Requirement:
Copy the rows below, changing each "Target" to "Object" and keeping everything else the same.

The input:
☆ ☆ ☆

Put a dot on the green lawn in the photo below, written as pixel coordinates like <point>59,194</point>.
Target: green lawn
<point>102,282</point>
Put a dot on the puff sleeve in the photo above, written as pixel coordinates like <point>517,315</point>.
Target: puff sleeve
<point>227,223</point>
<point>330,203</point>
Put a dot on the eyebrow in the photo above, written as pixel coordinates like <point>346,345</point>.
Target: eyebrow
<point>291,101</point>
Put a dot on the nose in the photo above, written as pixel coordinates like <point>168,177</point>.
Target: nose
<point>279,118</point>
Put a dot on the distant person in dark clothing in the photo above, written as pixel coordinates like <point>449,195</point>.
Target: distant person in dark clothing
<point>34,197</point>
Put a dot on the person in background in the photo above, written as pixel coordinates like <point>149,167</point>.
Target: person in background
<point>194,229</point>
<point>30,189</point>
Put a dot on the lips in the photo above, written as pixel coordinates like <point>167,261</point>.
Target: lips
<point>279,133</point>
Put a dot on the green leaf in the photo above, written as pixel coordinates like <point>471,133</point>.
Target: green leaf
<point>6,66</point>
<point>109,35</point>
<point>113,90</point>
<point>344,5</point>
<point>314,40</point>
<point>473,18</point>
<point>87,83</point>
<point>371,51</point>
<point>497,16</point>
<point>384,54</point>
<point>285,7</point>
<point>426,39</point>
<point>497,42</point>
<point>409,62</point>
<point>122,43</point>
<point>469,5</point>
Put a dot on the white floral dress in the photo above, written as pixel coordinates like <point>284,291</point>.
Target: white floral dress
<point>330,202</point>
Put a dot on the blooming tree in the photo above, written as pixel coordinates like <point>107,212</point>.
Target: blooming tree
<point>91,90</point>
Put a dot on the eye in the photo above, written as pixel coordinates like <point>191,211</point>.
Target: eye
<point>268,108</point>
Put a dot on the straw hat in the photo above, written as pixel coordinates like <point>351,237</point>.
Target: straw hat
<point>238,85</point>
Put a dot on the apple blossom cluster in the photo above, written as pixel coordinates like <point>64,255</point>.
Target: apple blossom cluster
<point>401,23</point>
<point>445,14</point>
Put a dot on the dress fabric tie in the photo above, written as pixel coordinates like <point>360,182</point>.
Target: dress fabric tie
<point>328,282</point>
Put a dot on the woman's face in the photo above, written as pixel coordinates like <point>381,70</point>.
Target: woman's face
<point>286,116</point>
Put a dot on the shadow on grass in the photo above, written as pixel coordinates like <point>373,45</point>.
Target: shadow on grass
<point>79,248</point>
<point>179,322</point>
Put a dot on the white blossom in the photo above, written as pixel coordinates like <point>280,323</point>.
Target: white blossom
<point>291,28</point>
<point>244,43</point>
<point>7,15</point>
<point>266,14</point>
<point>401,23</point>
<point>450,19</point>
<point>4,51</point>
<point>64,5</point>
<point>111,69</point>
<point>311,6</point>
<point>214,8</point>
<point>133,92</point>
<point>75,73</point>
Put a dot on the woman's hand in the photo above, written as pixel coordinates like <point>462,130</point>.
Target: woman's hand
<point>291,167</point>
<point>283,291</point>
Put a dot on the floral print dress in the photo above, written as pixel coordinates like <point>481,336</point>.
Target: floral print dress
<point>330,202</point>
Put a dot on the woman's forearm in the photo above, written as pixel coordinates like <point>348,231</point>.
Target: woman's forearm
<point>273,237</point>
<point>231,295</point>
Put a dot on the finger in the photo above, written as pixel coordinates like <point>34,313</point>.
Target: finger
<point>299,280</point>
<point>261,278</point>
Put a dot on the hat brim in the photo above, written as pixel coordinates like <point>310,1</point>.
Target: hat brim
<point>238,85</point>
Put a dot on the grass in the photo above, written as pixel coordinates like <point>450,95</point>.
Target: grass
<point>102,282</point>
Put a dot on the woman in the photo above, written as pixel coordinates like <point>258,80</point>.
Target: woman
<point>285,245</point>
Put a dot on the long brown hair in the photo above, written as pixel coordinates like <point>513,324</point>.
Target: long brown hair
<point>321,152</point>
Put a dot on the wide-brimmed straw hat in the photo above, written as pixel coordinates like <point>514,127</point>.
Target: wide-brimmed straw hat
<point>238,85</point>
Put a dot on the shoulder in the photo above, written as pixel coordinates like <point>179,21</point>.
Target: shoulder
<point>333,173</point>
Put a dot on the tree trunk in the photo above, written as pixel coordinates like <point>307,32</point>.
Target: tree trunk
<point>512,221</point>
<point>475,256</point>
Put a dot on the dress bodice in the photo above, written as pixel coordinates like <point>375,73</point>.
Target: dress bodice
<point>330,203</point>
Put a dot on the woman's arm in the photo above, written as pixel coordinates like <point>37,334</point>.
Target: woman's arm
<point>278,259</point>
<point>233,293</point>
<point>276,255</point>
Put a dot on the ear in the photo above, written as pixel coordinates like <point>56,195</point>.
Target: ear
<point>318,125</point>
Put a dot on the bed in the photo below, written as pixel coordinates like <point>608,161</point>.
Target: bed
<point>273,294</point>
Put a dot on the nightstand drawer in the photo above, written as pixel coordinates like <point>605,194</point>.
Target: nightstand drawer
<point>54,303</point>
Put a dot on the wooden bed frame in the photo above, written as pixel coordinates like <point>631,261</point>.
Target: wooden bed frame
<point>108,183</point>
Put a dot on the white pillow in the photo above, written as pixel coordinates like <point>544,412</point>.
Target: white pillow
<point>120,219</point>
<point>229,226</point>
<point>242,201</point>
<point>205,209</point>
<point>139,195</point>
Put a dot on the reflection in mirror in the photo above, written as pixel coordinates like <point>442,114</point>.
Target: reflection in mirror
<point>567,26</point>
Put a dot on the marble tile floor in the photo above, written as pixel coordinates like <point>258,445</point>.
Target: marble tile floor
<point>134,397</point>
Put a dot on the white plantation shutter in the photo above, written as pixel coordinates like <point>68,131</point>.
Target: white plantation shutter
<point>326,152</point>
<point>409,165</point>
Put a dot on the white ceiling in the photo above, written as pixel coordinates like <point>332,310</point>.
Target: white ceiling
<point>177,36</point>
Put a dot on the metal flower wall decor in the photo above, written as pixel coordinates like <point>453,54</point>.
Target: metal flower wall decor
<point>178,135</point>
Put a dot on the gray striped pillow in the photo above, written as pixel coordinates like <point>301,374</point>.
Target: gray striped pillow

☆ ☆ ☆

Task result:
Put a dot on the green lawn in the photo below, written as pixel coordinates like <point>59,194</point>.
Object: green lawn
<point>102,282</point>
Put a dot on the puff sleeve in the photo above, written as pixel coordinates like <point>517,315</point>.
Object: puff sleeve
<point>227,223</point>
<point>330,203</point>
Put a dot on the eyebrow in the photo above, written as pixel coordinates like <point>346,345</point>.
Object: eyebrow
<point>291,101</point>
Put a dot on the nose in the photo above, written as pixel coordinates like <point>168,177</point>.
Object: nose
<point>279,118</point>
Put a dot on the distant person in dark clothing in the photo above, written as pixel coordinates like <point>449,195</point>.
Object: distant person in dark clothing
<point>34,197</point>
Put a dot on the person in background in the photo above, written as pixel coordinates like <point>149,167</point>.
Object: person in background
<point>194,229</point>
<point>30,189</point>
Put a dot on the lips in the photo above, written as pixel coordinates like <point>167,261</point>.
Object: lips
<point>279,133</point>
Put a dot on the green leaf in the photo above, written as pixel coordinates like <point>471,133</point>.
Object: green leaf
<point>6,66</point>
<point>109,35</point>
<point>113,90</point>
<point>344,5</point>
<point>314,40</point>
<point>473,18</point>
<point>87,83</point>
<point>371,51</point>
<point>497,16</point>
<point>384,54</point>
<point>285,7</point>
<point>426,39</point>
<point>497,42</point>
<point>409,62</point>
<point>122,43</point>
<point>469,5</point>
Put a dot on the white floral dress in the photo above, written as pixel coordinates like <point>284,291</point>.
Object: white floral dress
<point>330,202</point>
Put a dot on the blooming tree in the photo above, written as pixel coordinates like <point>107,212</point>.
Object: blooming tree
<point>91,90</point>
Put a dot on the eye in the photo above, written as pixel coordinates like <point>191,211</point>.
Object: eye
<point>268,108</point>
Put a dot on the straw hat in the photo above, written as pixel coordinates like <point>351,237</point>.
Object: straw hat
<point>238,85</point>
Put a dot on the apple blossom cluster in the photo above, written as pixel coordinates like <point>64,255</point>.
Object: apple blossom cluster
<point>401,23</point>
<point>445,14</point>
Put a dot on the dress fabric tie in the photo above, written as pixel coordinates like <point>360,182</point>.
Object: dress fabric tie
<point>328,282</point>
Put a dot on the woman's face in the photo above, written as pixel coordinates like <point>381,70</point>.
Object: woman's face
<point>286,116</point>
Put a dot on the shadow on grass in the photo above, written as pixel coordinates like <point>373,45</point>.
Object: shadow on grass
<point>79,248</point>
<point>179,322</point>
Put a dot on the white blossom in the photo above, written as pixel coordinates like <point>280,323</point>.
Object: white blossom
<point>291,28</point>
<point>244,43</point>
<point>7,15</point>
<point>266,14</point>
<point>401,23</point>
<point>450,19</point>
<point>4,51</point>
<point>64,5</point>
<point>111,69</point>
<point>311,6</point>
<point>214,8</point>
<point>133,92</point>
<point>75,73</point>
Put a dot on the woman's hand in the photo above, written as pixel coordinates like <point>462,130</point>.
Object: woman's hand
<point>291,167</point>
<point>283,291</point>
Put a dot on the floral print dress in the photo above, written as pixel coordinates like <point>481,336</point>.
Object: floral print dress
<point>330,202</point>
Put a dot on the woman's forearm in the photo above, written as pixel coordinates like <point>348,231</point>.
Object: woman's forearm
<point>273,237</point>
<point>231,295</point>
Put a dot on the finger in the photo above, written as pixel coordinates like <point>34,313</point>.
Object: finger
<point>299,280</point>
<point>261,278</point>
Put a dot on the hat brim in the photo above, written as pixel coordinates like <point>310,1</point>.
Object: hat brim
<point>238,85</point>
Put a dot on the grass in the photo above, written as pixel coordinates like <point>450,95</point>.
Object: grass
<point>102,282</point>
Put a dot on the woman in the photo above, written as pixel coordinates like <point>258,80</point>.
Object: woman
<point>285,245</point>
Put a dot on the long brown hair in the photo above, written as pixel coordinates like <point>513,324</point>.
Object: long brown hair
<point>321,152</point>
Put a dot on the wide-brimmed straw hat in the photo above, written as pixel coordinates like <point>514,127</point>.
Object: wide-brimmed straw hat
<point>238,85</point>
Put a dot on the shoulder in the photo above, written as pixel coordinates like <point>179,21</point>.
Object: shoulder
<point>333,173</point>
Put a dot on the tree trunk in the photo above, written as pixel coordinates like <point>307,32</point>.
Object: tree trunk
<point>512,221</point>
<point>475,256</point>
Put a dot on the dress bodice in the photo above, written as pixel coordinates like <point>375,73</point>.
Object: dress bodice
<point>330,203</point>
Put a dot on the woman's arm in the photo above, written as pixel coordinates like <point>37,334</point>.
Object: woman's arm
<point>278,259</point>
<point>233,293</point>
<point>276,255</point>
Put a dot on the ear in the photo above, written as pixel coordinates like <point>56,195</point>.
Object: ear
<point>318,125</point>
Put a dot on the bed in the photo below, written as pixel coordinates like <point>608,161</point>.
Object: bed
<point>273,294</point>
Put a dot on the nightstand drawer in the photo above, written as pixel coordinates like <point>605,194</point>.
Object: nightstand drawer
<point>54,303</point>
Put a dot on the wooden bed frame in the photo above, written as pixel coordinates like <point>631,261</point>.
Object: wooden bed frame
<point>108,183</point>
Put a dot on the white pillow in the photo above, written as pixel coordinates like <point>544,412</point>.
Object: white pillow
<point>120,219</point>
<point>229,226</point>
<point>242,201</point>
<point>205,209</point>
<point>139,195</point>
Put a dot on the reflection in mirror in the photo above, written as pixel coordinates like <point>442,114</point>.
Object: reflection in mirror
<point>567,26</point>
Put a dot on the marble tile floor in the photo above, written as pixel coordinates like <point>258,445</point>.
Object: marble tile floor
<point>134,397</point>
Put a dot on the white plantation shutter in the photo above, written as pixel coordinates like <point>68,131</point>.
Object: white plantation shutter
<point>326,152</point>
<point>409,165</point>
Put a dot on the white ceiling in the photo above, written as pixel coordinates like <point>332,310</point>.
Object: white ceiling
<point>177,36</point>
Put a dot on the metal flower wall decor in the photo above, written as pixel coordinates like <point>453,54</point>.
Object: metal flower wall decor
<point>178,135</point>
Put a dot on the gray striped pillow in the photo above, written as pixel coordinates like <point>301,374</point>.
Object: gray striped pillow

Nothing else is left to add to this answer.